◆ What you have to do ◆
Reproduce every one of the following items verbatim, leaving each line unchanged.

◆ Materials provided ◆
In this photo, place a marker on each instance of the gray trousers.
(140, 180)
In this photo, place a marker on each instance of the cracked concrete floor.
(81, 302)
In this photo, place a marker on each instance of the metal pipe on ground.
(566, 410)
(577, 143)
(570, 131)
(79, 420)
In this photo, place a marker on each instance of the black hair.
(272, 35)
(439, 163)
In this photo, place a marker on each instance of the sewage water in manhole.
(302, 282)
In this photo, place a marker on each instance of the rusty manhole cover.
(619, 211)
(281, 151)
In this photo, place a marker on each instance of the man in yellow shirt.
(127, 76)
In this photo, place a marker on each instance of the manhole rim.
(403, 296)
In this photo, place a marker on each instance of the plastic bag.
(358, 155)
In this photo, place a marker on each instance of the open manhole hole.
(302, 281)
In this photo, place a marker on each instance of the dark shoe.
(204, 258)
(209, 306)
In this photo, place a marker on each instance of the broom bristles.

◆ Expected output ◆
In this photo, place a marker on each instance of the gray trousers.
(140, 180)
In this photo, place a marker on each instance of the cracked concrete floor.
(81, 302)
In this photo, place a marker on each instance of the metal pipe on ground.
(566, 410)
(577, 143)
(570, 131)
(79, 420)
In this photo, place a marker on each instance of the black hair.
(272, 35)
(439, 163)
In this photo, place a marker on each instance of the sewage water in manhole.
(302, 282)
In this photo, place a marker on each instance of the rusty manhole cover.
(619, 211)
(281, 151)
In this photo, place a marker on each instance of the man in yellow shirt.
(127, 76)
In this photo, place a marker on each instance of the manhole rim.
(403, 296)
In this photo, place a marker on each instance of the plastic bag.
(358, 155)
In this photo, place a marker on each instance of the open manhole hole.
(302, 281)
In this photo, place a marker on each instance of the dark shoe.
(204, 258)
(209, 306)
In this photo, place a marker on each instance of the broom bristles.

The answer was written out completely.